● **WORK INSTRUCTIONS**: In the passage about Perez, what reason does Universal Design for Learning give for designing spaces, experiences, and tools for people with disabilities? Answer in one to three sentences.

● **SELECTED EXTRACT**:
-*-*-

Perez would go on to get a doctorate in special education with an emphasis on Universal Design for Learning (UDL), an educational framework emphasizing that when spaces, experiences, and tools are designed for people with disabilities, it ultimately makes them more suitable for all students.
He now calls himself an “inclusive learning evangelist,” and is passionate about helping the ed tech community understand the crucial role it can play in giving all learners access to education and job opportunities. He was just hired by the National Center on Accessible Educational Materials to help schools across the country use materials all students can access, and he has even lent his expertise to Haverford as the college embarks on a UDL initiative.
“There is still a misconception out there that these technologies are cheating,” he says. It’s actually the opposite. It’s leveling the playing field.” He doesn’t want any students to miss out on an education because they didn’t have the right technological supports, tools that are much more readily available than ever before. “What’s essential for some is almost always good for all,” has become a motto for Perez as he pressures companies big and small to make their products accessible from the start.
When he’s shooting photos with his phone, white cane nearby, “I often have very deep conversations,” Perez says. People want to know how a blind man can also be a photographer.

-*-*-

Segmentation mask data
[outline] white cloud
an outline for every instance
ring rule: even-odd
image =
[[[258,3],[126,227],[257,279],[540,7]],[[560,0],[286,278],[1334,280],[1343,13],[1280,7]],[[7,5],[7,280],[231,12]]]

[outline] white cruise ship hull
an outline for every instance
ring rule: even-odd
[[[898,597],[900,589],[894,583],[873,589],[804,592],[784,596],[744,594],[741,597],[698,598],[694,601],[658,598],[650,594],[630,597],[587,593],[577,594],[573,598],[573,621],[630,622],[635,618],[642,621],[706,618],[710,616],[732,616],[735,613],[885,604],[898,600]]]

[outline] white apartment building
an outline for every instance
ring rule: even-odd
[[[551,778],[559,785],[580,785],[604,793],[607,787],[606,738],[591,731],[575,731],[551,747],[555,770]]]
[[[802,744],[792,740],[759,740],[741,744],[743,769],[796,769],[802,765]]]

-*-*-

● **FINISHED TASK**: Designing spaces, experiences, and tools for people with disabilities ultimately makes them more suitable for all students. That is the central point of Universal Design for Learning, the framework Perez emphasized in his doctorate in special education.